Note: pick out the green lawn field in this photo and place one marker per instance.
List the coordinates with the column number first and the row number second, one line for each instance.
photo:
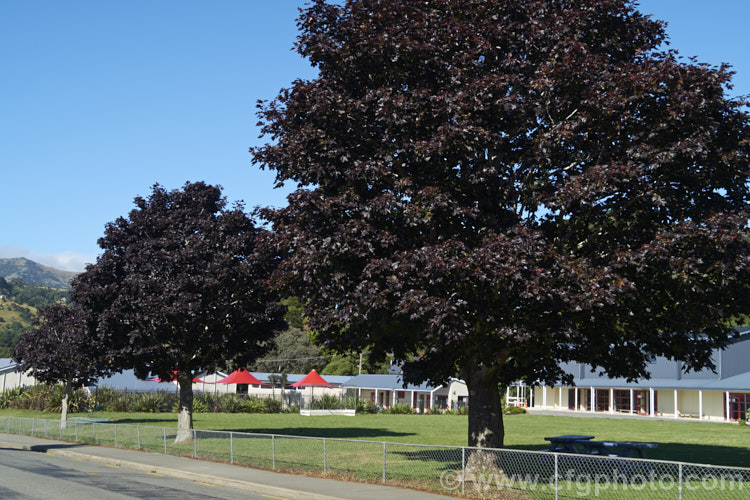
column 697, row 442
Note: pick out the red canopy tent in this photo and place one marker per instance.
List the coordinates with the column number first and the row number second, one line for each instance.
column 241, row 376
column 312, row 379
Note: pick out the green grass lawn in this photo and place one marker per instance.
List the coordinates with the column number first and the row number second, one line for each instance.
column 698, row 442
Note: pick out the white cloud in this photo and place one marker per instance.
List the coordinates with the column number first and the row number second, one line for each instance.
column 67, row 261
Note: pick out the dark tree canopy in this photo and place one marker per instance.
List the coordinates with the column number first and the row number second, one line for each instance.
column 496, row 186
column 59, row 349
column 180, row 286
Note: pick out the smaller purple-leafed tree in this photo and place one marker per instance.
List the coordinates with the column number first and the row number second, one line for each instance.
column 180, row 289
column 60, row 349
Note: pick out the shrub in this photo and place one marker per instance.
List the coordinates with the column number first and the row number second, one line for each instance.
column 154, row 402
column 291, row 409
column 205, row 403
column 253, row 405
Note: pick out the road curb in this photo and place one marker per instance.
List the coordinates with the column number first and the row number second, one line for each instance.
column 176, row 473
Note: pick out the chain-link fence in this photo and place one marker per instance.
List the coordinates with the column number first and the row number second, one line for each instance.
column 471, row 472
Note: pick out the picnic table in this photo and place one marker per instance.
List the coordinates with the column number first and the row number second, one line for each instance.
column 566, row 443
column 571, row 443
column 617, row 448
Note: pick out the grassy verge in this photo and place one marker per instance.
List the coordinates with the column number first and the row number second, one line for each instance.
column 698, row 442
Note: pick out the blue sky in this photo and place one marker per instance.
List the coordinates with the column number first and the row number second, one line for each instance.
column 100, row 100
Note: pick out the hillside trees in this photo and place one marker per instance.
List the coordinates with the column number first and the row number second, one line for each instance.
column 60, row 349
column 491, row 187
column 179, row 288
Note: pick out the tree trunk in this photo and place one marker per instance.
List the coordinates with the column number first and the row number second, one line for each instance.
column 485, row 408
column 185, row 416
column 65, row 404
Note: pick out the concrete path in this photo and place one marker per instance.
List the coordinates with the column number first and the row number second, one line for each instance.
column 279, row 485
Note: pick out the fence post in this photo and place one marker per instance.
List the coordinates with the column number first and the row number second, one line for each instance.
column 557, row 489
column 383, row 463
column 463, row 470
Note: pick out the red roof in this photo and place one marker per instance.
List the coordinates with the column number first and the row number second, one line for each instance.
column 241, row 376
column 312, row 379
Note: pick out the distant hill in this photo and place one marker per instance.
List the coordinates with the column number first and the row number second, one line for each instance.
column 33, row 273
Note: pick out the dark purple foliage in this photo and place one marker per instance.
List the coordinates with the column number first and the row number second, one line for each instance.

◇ ◇ ◇ ◇ ◇ ◇ ◇

* [Exercise description]:
Recast all the entries above as a Markdown table with two columns, Line No. and Text, giving each line its own numbered row and leaving out blank lines. Omit the pictures.

* [Complete response]:
| Line No. | Text |
|---|---|
| 1 | Note: pick out the green lawn field in this photo and place one marker per instance. |
| 2 | List the coordinates with the column number first and the row number second, one line for each instance. |
| 3 | photo: |
| 4 | column 697, row 442 |
| 5 | Note: pick out the red canopy tent in this photo and place one marker per instance. |
| 6 | List the coordinates with the column number first and the row number second, one line for each instance. |
| 7 | column 241, row 376 |
| 8 | column 312, row 379 |
| 9 | Note: pick out the green grass lawn in this photo and place one marker per instance. |
| 10 | List the coordinates with the column number first and the row number second, one line for each instance. |
| 11 | column 698, row 442 |
| 12 | Note: pick out the white cloud in this photo and place one marker per instance. |
| 13 | List the coordinates with the column number first and the row number second, one line for each instance. |
| 14 | column 67, row 261 |
| 15 | Note: pick out the dark tree canopy in this photo and place one marker per instance. |
| 16 | List the coordinates with the column number first and the row number second, one line for each instance. |
| 17 | column 496, row 186 |
| 18 | column 59, row 349 |
| 19 | column 180, row 286 |
| 20 | Note: pick out the smaller purple-leafed tree in this photo and place one marker per instance. |
| 21 | List the coordinates with the column number first and the row number second, one line for each instance. |
| 22 | column 180, row 289 |
| 23 | column 60, row 349 |
| 24 | Note: pick out the shrub in this photo and place one marker per instance. |
| 25 | List the coordinates with the column number first and the row number second, one line for each instance. |
| 26 | column 154, row 402 |
| 27 | column 291, row 409 |
| 28 | column 205, row 403 |
| 29 | column 253, row 405 |
| 30 | Note: pick out the road curb in this photo and place one marker per instance. |
| 31 | List the coordinates with the column number first and the row number second, one line for each instance. |
| 32 | column 176, row 473 |
| 33 | Note: pick out the chain-link fence in this photo and place one marker per instance. |
| 34 | List the coordinates with the column number first and the row number second, one line for each instance. |
| 35 | column 471, row 472 |
| 36 | Note: pick out the picnic table in this photo and place one marker per instance. |
| 37 | List the coordinates with the column number first and the row number second, one line for each instance. |
| 38 | column 566, row 443 |
| 39 | column 571, row 443 |
| 40 | column 617, row 448 |
| 41 | Note: pick out the grassy verge in this photo and place one marker per instance. |
| 42 | List the coordinates with the column number first and the row number second, one line for each instance. |
| 43 | column 698, row 442 |
| 44 | Note: pick out the blue sky in this photo and place one marker per instance. |
| 45 | List the coordinates with the column number first and the row number second, one line for each instance. |
| 46 | column 100, row 100 |
| 47 | Note: pick out the hillside trees in this photo and place one marker per instance. |
| 48 | List the coordinates with the column number first and the row number second, one line for each instance. |
| 49 | column 60, row 349 |
| 50 | column 491, row 187 |
| 51 | column 179, row 288 |
| 52 | Note: pick out the tree trunk in this photo and place one marker per instance. |
| 53 | List the coordinates with the column number first and the row number second, one line for each instance. |
| 54 | column 485, row 408 |
| 55 | column 185, row 416 |
| 56 | column 65, row 404 |
| 57 | Note: pick out the concrete path in this photo and place one marker per instance. |
| 58 | List the coordinates with the column number first and the row number second, one line for each instance. |
| 59 | column 279, row 485 |
| 60 | Note: pick out the fence post in this photo and place one marker per instance. |
| 61 | List the coordinates with the column number first and the row number second, one line for each instance. |
| 62 | column 557, row 489 |
| 63 | column 383, row 463 |
| 64 | column 463, row 470 |
| 65 | Note: pick out the red roof in this photo and place one marker per instance. |
| 66 | List the coordinates with the column number first and the row number second, one line for each instance. |
| 67 | column 241, row 376 |
| 68 | column 312, row 379 |
| 69 | Note: pick out the distant hill in this photo and place one marker per instance. |
| 70 | List the coordinates with the column number first and the row number second, one line for each instance. |
| 71 | column 33, row 273 |
| 72 | Note: pick out the dark purple foliage in this photo and place one marker per instance. |
| 73 | List the coordinates with the column number first and the row number second, one line for each instance. |